Turn these lines into a Markdown table with the columns n (the row number) and Line (the line itself), leaving out any blank lines.

===============

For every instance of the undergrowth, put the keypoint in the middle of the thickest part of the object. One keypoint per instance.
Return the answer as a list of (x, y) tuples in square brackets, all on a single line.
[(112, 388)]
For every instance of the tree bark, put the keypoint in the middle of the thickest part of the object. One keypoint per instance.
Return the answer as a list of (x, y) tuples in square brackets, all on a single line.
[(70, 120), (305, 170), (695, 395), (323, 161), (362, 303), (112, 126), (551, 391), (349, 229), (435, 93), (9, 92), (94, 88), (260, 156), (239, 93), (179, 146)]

===============

§ **PROBLEM SOLUTION**:
| n | Line |
|---|---|
| 1 | For every instance of the undergrowth, put the keypoint in the middle of the thickest part of the object. One keypoint per instance. |
| 2 | Return the answer as a list of (x, y) tuples in square brackets, all on a single line. |
| 3 | [(112, 388)] |
| 4 | For every instance of the tree bark, put the keypoint in the middle of the thickest part of the object. One keypoint per instance. |
| 5 | Return the answer as a list of (x, y) tuples in square brackets, all on a single line. |
| 6 | [(70, 120), (305, 170), (695, 395), (323, 161), (362, 303), (112, 126), (551, 391), (349, 229), (435, 93), (9, 92), (94, 88), (260, 156), (239, 93), (179, 146)] |